1. An Amendment To Be Offered by Representative Frank of Massachusetts, 
               or His Designee, Debatable for 40 minutes

  Page 3, line 16, after the period insert the following: 
``Such reporting may be required directly for nondepository 
institutions or through the appropriate Federal banking agency, 
as provided in section 103.''.

  Page 4, line 15, strike ``As'' and insert ``Except as 
provided in section 105, as''.

  Page 4, line 18, before the second comma insert ``made after 
the date of the enactment of the TARP Reform and Accountability 
Act of 2009''.

  Page 5, line 1, strike ``funding'' and insert ``assistance''.

  Page 5, line 10, strike ``funds'' and insert ``assistance''.

  Page 6, line 23, strike ``funds'' and insert ``assistance''.

  Page 7, after line 11, insert the following:

          (4) Renter protection.--In the case of any 
        foreclosure on any dwelling or residential real 
        property securing an extension of credit made under a 
        contract entered into after the date of the enactment 
        of this Act, any successor in interest in such property 
        pursuant to the foreclosure shall assume such interest 
        subject to--
                  (A) the provision, by the successor in 
                interest, of a notice to vacate to any bona 
                fide tenant at least 90 days before the 
                effective date of the notice to vacate; and
                  (B) the rights of any bona fide tenant, as of 
                the date of such notice of foreclosure--
                          (i) under any bona fide lease entered 
                        into before the notice of foreclosure 
                        to occupy the premises until the end of 
                        the remaining term of the lease or the 
                        end of the 6-month period beginning on 
                        the date of the notice of foreclosure, 
                        whichever occurs first, subject to the 
                        receipt by the tenant of the 90-day 
                        notice under subparagraph (A); or
                          (ii) without a lease or with a lease 
                        terminable at will under State law, 
                        subject to the receipt by the tenant of 
                        the 90-day notice under subparagraph 
                        (A).
          (5) Bona fide lease or tenancy.--For purposes of this 
        paragraph (1), a lease or tenancy shall be considered 
        bona fide only if--
                  (A) the mortgagor under the contract is not 
                the tenant;
                  (B) the lease or tenancy was the result of an 
                arms-length transaction; or
                  (C) the lease or tenancy requires the receipt 
                of rent that is not substantially less than 
                fair market rent for the property.

  Page 7, line 14, strike ``may permit an'' and insert ``shall 
permit an assisted''.

  Page 7, line 18, before the first period insert the 
following: ``, and when such assistance is repaid, the 
Secretary shall liquidate warrants associated with such 
assistance at the current market price''.

  Page 8, line 6, strike ``means'' and insert ``mean''.
------------------------------------
• GIVEN REQUEST 1: Reproduce the amendment word for word, everything from "1. An Amendment" down to "Act of 2009''.".
• GIVEN REQUEST 2: Rewrite the lines of the listing as a numbered list, everything from the line containing "At your earliest convenience, please identify the rabbit's" down to the line containing "[173,406,212,437]", with both of those lines included and blank lines left out.
The listing that comes next has no connection to the amendment.

• THE INPUT:
------------------------------------
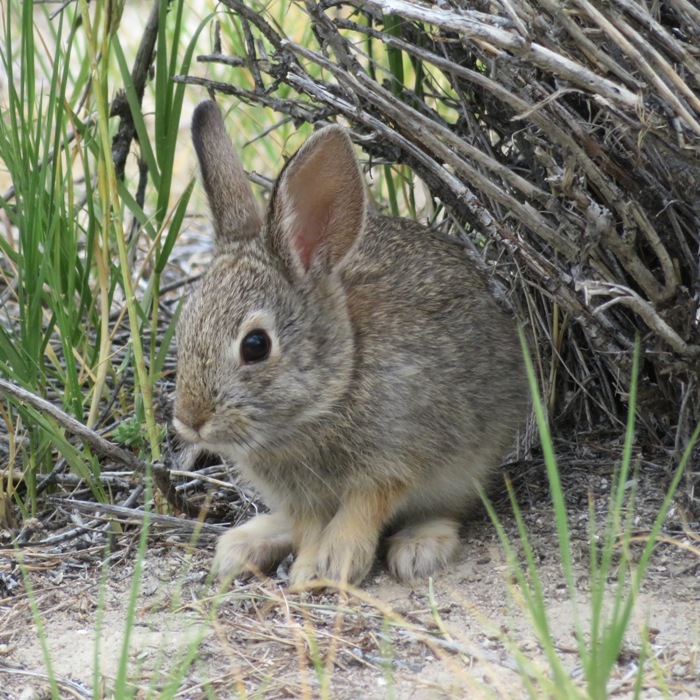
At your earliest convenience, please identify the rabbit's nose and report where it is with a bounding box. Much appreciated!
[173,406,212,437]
------------------------------------
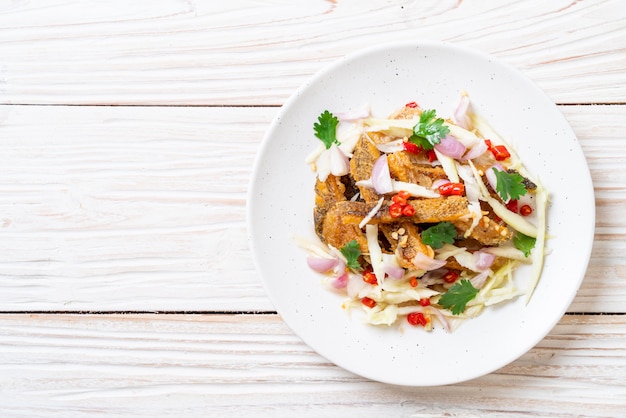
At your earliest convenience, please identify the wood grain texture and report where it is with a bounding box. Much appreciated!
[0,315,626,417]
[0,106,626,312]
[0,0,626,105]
------------------------------------
• COMPLETE OUTPUT 1:
1. An Amendment To Be Offered by Representative Frank of Massachusetts, 
               or His Designee, Debatable for 40 minutes

  Page 3, line 16, after the period insert the following: 
``Such reporting may be required directly for nondepository 
institutions or through the appropriate Federal banking agency, 
as provided in section 103.''.

  Page 4, line 15, strike ``As'' and insert ``Except as 
provided in section 105, as''.

  Page 4, line 18, before the second comma insert ``made after 
the date of the enactment of the TARP Reform and Accountability 
Act of 2009''.

• COMPLETE OUTPUT 2:
1. At your earliest convenience, please identify the rabbit's nose and report where it is with a bounding box. Much appreciated!
2. [173,406,212,437]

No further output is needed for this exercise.